■ Record set:
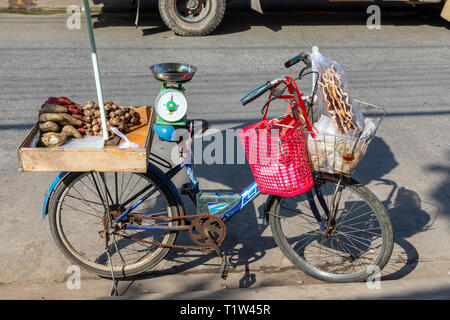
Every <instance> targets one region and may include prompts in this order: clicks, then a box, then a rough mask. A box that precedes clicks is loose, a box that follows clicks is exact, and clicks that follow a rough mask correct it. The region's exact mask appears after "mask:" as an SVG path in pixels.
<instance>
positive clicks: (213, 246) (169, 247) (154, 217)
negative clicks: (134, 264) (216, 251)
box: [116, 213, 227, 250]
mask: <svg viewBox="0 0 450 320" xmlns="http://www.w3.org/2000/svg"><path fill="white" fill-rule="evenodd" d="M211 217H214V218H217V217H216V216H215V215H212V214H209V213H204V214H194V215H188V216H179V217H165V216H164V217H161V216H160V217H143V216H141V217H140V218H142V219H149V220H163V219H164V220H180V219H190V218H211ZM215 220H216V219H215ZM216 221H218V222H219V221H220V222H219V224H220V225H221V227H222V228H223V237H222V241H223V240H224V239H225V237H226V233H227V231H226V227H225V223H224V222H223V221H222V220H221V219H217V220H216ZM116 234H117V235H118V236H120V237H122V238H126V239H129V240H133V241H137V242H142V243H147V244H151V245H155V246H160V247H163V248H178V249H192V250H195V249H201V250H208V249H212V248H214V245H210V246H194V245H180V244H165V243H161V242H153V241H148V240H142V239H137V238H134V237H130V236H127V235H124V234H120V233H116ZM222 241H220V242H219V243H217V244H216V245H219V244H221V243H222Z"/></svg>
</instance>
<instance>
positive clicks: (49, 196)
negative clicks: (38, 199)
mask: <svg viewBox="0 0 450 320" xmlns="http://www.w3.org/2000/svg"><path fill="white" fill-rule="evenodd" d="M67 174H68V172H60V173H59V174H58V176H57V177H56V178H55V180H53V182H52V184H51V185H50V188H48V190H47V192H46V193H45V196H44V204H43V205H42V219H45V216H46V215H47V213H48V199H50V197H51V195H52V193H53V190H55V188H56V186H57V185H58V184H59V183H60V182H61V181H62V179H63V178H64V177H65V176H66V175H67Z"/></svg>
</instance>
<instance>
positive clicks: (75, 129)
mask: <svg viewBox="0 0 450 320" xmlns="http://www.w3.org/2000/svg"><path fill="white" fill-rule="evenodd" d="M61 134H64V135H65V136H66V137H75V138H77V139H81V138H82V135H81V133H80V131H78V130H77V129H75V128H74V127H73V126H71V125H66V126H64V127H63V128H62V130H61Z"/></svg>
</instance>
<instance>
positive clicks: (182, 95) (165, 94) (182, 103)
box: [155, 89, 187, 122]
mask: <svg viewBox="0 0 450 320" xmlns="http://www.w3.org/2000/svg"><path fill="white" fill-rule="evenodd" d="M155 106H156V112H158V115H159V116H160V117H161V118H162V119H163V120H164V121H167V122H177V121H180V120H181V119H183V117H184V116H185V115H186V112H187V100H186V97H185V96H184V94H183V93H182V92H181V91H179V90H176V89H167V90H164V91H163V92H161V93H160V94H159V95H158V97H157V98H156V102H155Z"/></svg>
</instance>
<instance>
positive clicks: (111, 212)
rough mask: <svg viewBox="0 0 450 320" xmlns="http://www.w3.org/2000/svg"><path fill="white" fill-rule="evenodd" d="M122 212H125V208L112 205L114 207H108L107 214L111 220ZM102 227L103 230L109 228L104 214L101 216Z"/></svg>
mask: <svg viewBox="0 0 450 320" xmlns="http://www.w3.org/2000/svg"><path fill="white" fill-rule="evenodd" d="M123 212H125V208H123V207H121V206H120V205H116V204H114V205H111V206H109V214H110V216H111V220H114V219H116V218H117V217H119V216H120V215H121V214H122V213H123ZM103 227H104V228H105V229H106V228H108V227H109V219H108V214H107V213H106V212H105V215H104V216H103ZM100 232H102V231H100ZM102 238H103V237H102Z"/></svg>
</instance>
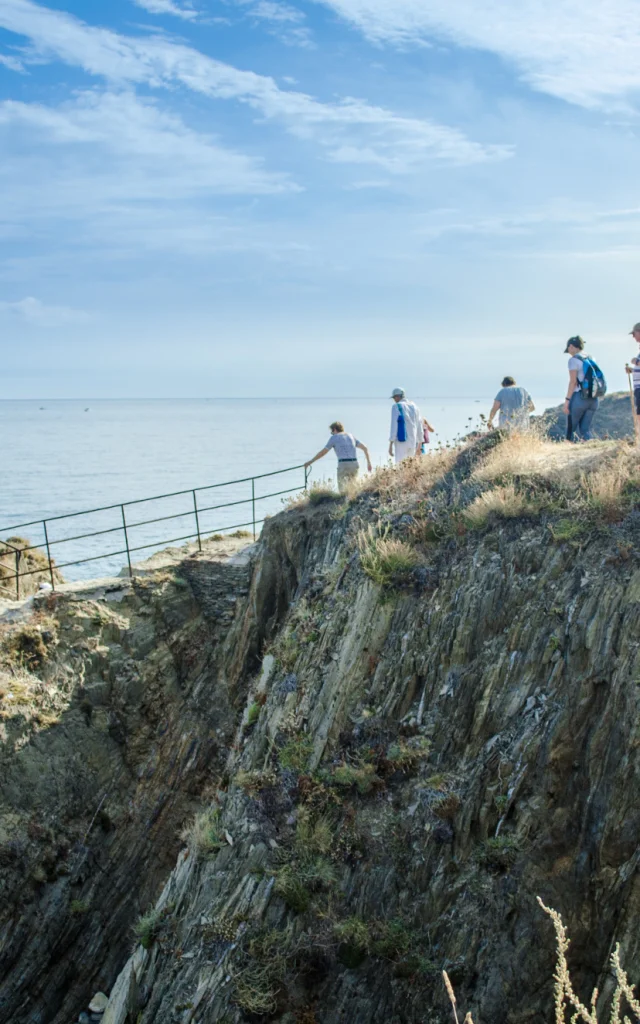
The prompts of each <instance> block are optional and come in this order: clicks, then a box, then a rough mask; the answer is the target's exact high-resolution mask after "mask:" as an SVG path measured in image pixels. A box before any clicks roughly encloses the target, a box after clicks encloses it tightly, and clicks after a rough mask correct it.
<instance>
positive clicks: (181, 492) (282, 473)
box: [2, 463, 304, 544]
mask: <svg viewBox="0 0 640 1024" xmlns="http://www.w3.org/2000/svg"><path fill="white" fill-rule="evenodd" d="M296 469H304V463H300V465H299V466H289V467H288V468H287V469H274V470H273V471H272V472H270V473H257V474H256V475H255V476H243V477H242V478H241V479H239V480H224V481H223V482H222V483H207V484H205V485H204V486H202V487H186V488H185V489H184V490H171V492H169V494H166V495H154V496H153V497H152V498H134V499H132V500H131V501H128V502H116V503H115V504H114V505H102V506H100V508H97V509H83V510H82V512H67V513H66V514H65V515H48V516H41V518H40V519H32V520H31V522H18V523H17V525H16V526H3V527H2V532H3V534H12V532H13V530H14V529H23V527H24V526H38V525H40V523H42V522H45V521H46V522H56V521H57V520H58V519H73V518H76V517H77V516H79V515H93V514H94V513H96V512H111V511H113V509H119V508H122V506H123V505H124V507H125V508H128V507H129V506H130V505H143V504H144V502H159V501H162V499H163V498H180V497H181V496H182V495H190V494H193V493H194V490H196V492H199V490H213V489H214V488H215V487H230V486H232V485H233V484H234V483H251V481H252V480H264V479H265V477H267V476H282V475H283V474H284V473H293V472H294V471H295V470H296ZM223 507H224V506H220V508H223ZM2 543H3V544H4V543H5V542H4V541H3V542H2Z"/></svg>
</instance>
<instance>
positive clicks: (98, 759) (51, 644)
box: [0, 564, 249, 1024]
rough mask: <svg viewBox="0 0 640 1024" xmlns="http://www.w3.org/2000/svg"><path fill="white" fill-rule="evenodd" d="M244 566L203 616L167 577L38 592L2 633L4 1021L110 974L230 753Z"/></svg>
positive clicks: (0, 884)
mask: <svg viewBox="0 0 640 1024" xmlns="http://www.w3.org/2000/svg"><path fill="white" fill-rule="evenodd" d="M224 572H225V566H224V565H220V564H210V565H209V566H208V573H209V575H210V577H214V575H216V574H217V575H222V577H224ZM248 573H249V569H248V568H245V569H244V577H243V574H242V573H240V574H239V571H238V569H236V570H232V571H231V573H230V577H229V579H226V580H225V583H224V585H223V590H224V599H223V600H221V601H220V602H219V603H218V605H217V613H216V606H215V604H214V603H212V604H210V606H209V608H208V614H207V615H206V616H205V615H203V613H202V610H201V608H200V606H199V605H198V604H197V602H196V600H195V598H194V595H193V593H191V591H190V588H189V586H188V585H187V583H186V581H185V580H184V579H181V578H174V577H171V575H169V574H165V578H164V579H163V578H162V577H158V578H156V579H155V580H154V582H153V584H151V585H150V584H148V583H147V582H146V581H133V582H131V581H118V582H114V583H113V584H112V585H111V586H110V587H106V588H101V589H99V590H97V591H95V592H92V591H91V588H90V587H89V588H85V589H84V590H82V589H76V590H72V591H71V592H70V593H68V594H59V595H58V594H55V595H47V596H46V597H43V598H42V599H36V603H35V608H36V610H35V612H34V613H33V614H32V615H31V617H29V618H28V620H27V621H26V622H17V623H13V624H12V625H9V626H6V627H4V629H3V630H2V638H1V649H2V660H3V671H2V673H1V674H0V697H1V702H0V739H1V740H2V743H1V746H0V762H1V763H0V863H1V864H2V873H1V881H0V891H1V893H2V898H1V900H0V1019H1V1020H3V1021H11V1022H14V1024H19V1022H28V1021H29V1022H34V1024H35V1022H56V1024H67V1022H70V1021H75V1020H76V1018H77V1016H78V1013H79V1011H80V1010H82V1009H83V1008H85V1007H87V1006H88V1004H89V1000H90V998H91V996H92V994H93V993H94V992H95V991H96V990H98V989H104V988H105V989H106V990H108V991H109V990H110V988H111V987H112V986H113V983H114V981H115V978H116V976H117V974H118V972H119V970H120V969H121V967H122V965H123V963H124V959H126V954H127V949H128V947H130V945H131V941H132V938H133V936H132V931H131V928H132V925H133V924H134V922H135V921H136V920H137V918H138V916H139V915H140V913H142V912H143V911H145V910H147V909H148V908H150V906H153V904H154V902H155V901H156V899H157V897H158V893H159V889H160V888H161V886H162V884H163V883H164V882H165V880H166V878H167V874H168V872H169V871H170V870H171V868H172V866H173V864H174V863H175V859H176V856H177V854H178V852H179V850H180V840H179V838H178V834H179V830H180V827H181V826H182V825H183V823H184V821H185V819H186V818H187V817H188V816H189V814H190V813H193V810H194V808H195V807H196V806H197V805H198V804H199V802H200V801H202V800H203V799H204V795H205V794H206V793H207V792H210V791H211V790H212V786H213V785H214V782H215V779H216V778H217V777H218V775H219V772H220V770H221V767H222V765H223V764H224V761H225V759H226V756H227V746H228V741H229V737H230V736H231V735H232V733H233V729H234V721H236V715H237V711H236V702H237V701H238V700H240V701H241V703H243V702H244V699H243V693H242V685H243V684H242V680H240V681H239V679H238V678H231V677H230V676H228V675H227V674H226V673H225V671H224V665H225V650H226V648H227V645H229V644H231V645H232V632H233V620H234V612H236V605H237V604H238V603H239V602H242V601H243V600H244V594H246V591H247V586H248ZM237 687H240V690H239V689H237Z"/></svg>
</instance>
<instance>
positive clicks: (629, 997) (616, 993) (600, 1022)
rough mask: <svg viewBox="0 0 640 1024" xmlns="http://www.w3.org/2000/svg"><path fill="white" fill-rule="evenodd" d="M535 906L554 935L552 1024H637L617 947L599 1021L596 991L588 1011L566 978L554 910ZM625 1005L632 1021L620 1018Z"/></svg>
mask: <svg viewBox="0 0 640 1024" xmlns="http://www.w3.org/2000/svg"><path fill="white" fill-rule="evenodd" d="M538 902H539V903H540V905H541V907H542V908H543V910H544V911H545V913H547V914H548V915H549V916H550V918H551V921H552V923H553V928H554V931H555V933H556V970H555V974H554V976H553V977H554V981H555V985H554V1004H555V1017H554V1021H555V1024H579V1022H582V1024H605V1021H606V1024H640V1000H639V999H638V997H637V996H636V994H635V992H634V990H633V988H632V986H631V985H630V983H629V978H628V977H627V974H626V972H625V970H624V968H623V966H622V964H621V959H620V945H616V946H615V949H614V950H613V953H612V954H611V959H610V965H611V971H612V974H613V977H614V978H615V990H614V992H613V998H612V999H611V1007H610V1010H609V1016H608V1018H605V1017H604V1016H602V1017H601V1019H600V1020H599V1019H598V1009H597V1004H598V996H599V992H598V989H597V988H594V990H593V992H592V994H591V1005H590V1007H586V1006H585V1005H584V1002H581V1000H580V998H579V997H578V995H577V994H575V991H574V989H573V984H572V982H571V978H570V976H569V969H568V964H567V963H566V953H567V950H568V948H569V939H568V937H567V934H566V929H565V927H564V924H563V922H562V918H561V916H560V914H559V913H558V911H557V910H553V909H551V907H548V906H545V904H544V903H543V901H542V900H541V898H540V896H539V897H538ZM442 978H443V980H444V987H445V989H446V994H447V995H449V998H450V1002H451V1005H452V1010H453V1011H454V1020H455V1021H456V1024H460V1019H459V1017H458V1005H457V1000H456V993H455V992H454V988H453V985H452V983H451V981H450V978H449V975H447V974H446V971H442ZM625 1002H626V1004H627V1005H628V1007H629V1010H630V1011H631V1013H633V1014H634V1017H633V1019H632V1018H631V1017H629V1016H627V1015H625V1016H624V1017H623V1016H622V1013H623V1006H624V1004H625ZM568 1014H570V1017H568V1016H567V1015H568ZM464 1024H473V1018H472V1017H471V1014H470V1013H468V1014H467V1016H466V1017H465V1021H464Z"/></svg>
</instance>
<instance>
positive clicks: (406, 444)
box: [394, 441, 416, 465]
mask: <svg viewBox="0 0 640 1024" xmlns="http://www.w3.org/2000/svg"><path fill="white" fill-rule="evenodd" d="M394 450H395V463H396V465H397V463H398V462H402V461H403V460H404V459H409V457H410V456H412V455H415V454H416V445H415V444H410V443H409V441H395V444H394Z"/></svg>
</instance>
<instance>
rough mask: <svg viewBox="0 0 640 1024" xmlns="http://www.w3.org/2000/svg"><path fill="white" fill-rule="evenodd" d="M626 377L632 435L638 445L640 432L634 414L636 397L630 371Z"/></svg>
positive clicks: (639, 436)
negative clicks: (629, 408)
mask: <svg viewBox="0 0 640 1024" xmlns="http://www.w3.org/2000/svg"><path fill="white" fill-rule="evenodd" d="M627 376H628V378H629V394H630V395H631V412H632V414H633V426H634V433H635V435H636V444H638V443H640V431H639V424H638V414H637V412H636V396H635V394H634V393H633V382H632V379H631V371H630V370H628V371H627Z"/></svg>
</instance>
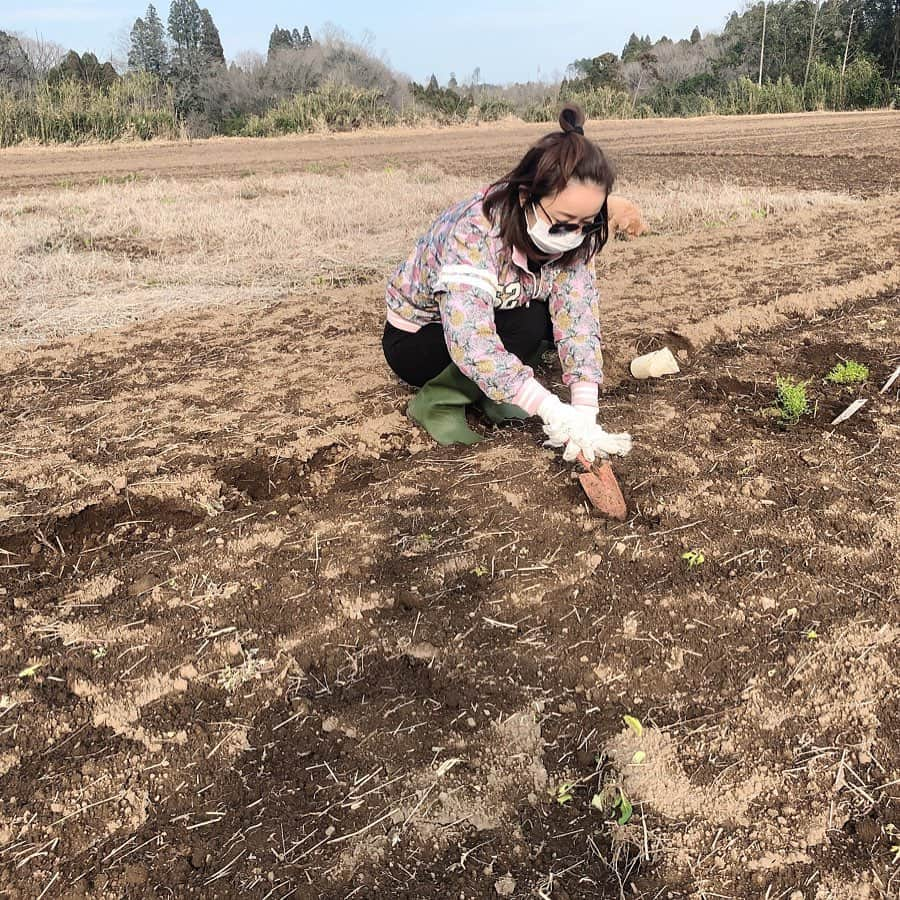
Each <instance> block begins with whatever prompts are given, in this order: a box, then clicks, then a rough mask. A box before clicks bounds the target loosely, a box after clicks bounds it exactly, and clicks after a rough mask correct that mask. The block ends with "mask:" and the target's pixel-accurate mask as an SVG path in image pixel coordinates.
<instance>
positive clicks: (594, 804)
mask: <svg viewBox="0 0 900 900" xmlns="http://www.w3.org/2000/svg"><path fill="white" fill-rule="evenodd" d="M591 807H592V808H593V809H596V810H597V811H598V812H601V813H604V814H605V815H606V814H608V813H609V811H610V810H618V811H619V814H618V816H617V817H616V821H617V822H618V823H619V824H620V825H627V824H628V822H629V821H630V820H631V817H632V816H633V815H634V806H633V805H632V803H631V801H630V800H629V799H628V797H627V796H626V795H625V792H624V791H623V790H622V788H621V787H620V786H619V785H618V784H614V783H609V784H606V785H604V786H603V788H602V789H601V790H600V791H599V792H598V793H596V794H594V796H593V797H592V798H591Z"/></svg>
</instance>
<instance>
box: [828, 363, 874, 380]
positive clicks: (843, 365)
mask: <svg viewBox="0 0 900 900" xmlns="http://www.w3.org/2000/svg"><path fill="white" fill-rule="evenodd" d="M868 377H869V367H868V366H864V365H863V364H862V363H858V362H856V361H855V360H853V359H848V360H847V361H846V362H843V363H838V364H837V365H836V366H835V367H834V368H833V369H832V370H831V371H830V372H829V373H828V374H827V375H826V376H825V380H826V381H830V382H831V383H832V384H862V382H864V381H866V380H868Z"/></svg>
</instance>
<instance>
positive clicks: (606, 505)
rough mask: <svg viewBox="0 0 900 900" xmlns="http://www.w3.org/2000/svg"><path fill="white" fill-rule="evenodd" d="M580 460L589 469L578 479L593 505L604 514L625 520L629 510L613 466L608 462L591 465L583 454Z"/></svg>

■ Exercise brief: Exactly the lines from the top of the listing through the line with "positive clicks: (49, 196)", and no pictures, should be printed.

■ The completed task:
Every <instance> targets one region and may include prompts in this order: clicks, then a box, then a rough mask. A box that precedes clicks is loose, a box that follows clicks is exact, and clicks that follow a rough mask correct it. The region's exact mask appears after "mask:" as an SVG path in pixels.
<instance>
positive clicks: (213, 246) (169, 247) (154, 217)
negative clicks: (134, 264) (216, 251)
box: [116, 213, 227, 250]
mask: <svg viewBox="0 0 450 320" xmlns="http://www.w3.org/2000/svg"><path fill="white" fill-rule="evenodd" d="M211 217H214V218H217V217H216V216H215V215H212V214H209V213H204V214H194V215H188V216H179V217H165V216H164V217H161V216H160V217H143V216H141V217H140V218H142V219H149V220H163V219H164V220H180V219H190V218H211ZM215 220H216V219H215ZM216 221H218V222H219V221H220V222H219V224H220V225H221V227H222V228H223V237H222V241H223V240H224V239H225V237H226V233H227V231H226V227H225V223H224V222H223V221H222V220H221V219H217V220H216ZM116 234H117V235H118V236H120V237H122V238H126V239H129V240H133V241H137V242H142V243H147V244H151V245H155V246H160V247H163V248H178V249H192V250H195V249H201V250H208V249H212V248H214V245H210V246H194V245H180V244H165V243H161V242H153V241H148V240H142V239H137V238H134V237H130V236H127V235H124V234H120V233H116ZM222 241H220V242H219V243H217V244H216V245H219V244H221V243H222Z"/></svg>
</instance>
<instance>
positive clicks: (49, 196)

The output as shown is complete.